◆ Text segment:
──────────

As Republican lawmakers attack the agency's reputation, budget experts from across the political spectrum have been rallying to its defense.
"The office is genuinely non-partisan and seeks to make sure its estimates are grounded in research literature," said Douglas Holtz-Eakin, who led the agency under President George W. Bush, worked on Mitt Romney's 2008 campaign and now leads the conservative American Action Forum. "Both Republicans and Democrats have led the office, and the work is always of the same high quality."
"They’re the ultimate budget wonks," added Stan Collender, a former top staffer on the House and Senate budget committees who worked for both Republicans and Democrats. "They produce the closest thing you’re going to get to facts in Washington. The Office of Management and Budget is good, but it’s in their interest to protect the White House. The CBO is only there to get the numbers right."
Collender noted that Republicans sang a different tune when the CBO produced a report critical of President Bill Clinton's health care plan in the early 1990s.

──────────

[Stored records]
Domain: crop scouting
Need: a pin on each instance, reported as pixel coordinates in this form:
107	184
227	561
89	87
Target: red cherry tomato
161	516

──────────

◆ Questions to answer:
1. In the CBO passage, what reason does Collender give for trusting the CBO's numbers over those of the Office of Management and Budget?
2. Echo the CBO passage from "Collender noted that" up to and including "the early 1990s.".

◆ Task-by-task solutions:
1. Collender says the Office of Management and Budget is good, but it's in its interest to protect the White House. The CBO, by contrast, is there only to get the numbers right.

2.
Collender noted that Republicans sang a different tune when the CBO produced a report critical of President Bill Clinton's health care plan in the early 1990s.